Problems to work on:
1. How would you render this sentence from the cloud-init bug report in Spanish: "This can basically lead to situations where the device will not boot."
2. Could you retype the cloud-init bug report from "The change seems" up to and including "issues on boot-time."?
3. Can you extend the cloud-init bug report about racing systemd to mount a partition, picking up right after its last sentence?

Document segment:
^^^^^^^^

Status in cloud-init package in Ubuntu:
  Invalid
Status in livecd-rootfs package in Ubuntu:
  Fix Committed
Status in cloud-init source package in Bionic:
  New
Status in livecd-rootfs source package in Bionic:
  Fix Committed

Bug description:
  [Impact]

  We've just come across a situation where cloud-init races systemd to mount a partition, with the result that either cloud-init fails to load its seed, or a relatively important partition fails to mount.
  This can basically lead to situations where the device will not boot.

  [Test Case]

  Boot the image built using the bionic-proposed livecd-rootfs multiple
  times and make sure it is booting up correctly.

  TODO: find a better test case?

  [Regression Potential]

  The change seems relatively safe and doesn't seem like there are any
  obvious regressions it could cause, but one should be on a lookout for
  any cloud-init weirdness or issues on boot-time.

  [Original Description]

  
  We've just come across a situation where cloud-init races systemd to mount a partition, with the result that either cloud-init fails to load its seed, or a relatively important partition fails to mount. I'm not entirely sure this is a bug - it could well be argued this is mis-configuration on our part, and there's a trivial workaround, but I'll leave the cloud-init devs to make that call.

  The configuration is as follows:

  1. On recent Ubuntu classic images for the Raspberry Pi, cloud-init's
  seed is located on the boot partition (/dev/mmcblk0p1, labelled
  "system-boot"). This is desirable as it's a straight-forward FAT
  partition, and thus easily accessible and editable on any OS (as
  opposed to the original seed location on the root ext4 partition).

  2. Cloud-init is configured to look for its seed with "fs_label:
  system-boot"

  3. Systemd is configured (via /etc/fstab) to mount /dev/disk/by-label
  /system-boot (/dev/mmcblk0p1) on /boot/firmware

  The result on boot-up is one of three situations:

  1. cloud-init mounts /dev/mmcblk0p1 on a temp path. While attempting
  to read its seed, systemd attempts to mount /dev/mmcblk0p1 on
  /boot/firmware but fails because the device is already mounted
  elsewhere. cloud-init succeeds in reading its seed, umounts
  /dev/mmcblk0p1 and the system boots successfully, but /boot/firmware
  isn't mounted (leading to issues further down the line with other
  things like flash-kernel that expect it to be mounted).

^^^^^^^^

Listed records:
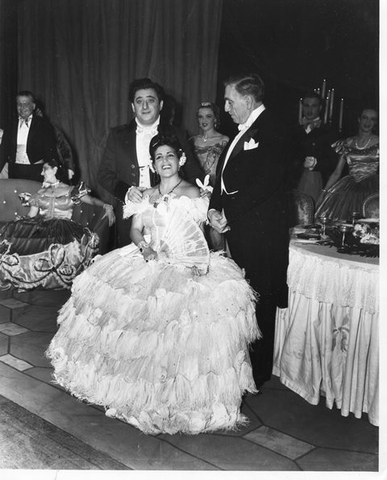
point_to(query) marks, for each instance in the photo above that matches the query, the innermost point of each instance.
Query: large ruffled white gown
(161, 345)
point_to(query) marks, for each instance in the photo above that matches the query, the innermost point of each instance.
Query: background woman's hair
(215, 110)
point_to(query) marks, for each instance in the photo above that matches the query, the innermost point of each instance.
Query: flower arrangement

^^^^^^^^

Final answers:
1. Esto básicamente puede llevar a situaciones en las que el dispositivo no arranque.

2.
The change seems relatively safe and doesn't seem like there are any
  obvious regressions it could cause, but one should be on a lookout for
  any cloud-init weirdness or issues on boot-time.

3.
  2. cloud-init checks for /dev/mmcblk0p1 in /proc/mounts, and doesn't
  see it there. It goes to mount /dev/mmcblk0p1 on a temp path, but
  before it can do so, systemd mounts it on /boot/firmware. cloud-init's
  mount fails (device already mounted), so it fails to read its seed and
  uses a default config instead (which isn't entirely desirable for us
  as the default involves a long wait if ethernet is not connected; our
  default seed overrides that).

  3. Everything works fine. This occurs when either a) systemd mounts
  /boot/firmware first, then cloud-init sees this mount in /proc/mounts
  and uses it or b) cloud-init mounts /dev/mmcblk0p1 on a temp path,
  reads its seed and unmounts it, *then* systemd mounts /boot/firmware.

  Here's the relevant snippet of traceback from when the second result
  occurs:

  ...
  2020-01-14 20:48:01,337 - util.py[DEBUG]: Read 386 bytes from /etc/os-release
  2020-01-14 20:48:01,338 - util.py[DEBUG]: Running command ['blkid', '-odevice', '/dev/sr0'] with allowed return codes [0, 2] (shell=False, capture=True)
  2020-01-14 20:48:01,348 - util.py[DEBUG]: Running command ['blkid', '-odevice', '/dev/sr1'] with allowed return codes [0, 2] (shell=False, capture=True)
  2020-01-14 20:48:01,357 - util.py[DEBUG]: Running command ['blkid', '-tTYPE=vfat', '-odevice'] with allowed return codes [0, 2] (shell=False, capture=True)
  2020-01-14 20:48:01,415 - util.py[DEBUG]: Running command ['blkid', '-tTYPE=iso9660', '-odevice'] with allowed return codes [0, 2] (shell=False, capture=True)
  2020-01-14 20:48:01,432 - util.py[DEBUG]: Running command ['blkid', '-tLABEL=SYSTEM-BOOT', '-odevice'] with allowed return codes [0, 2] (shell=False, capture=True)
  2020-01-14 20:48:01,448 - util.py[DEBUG]: Running command ['blkid', '-tLABEL=system-boot', '-odevice'] with allowed return codes [0, 2] (shell=False, capture=True)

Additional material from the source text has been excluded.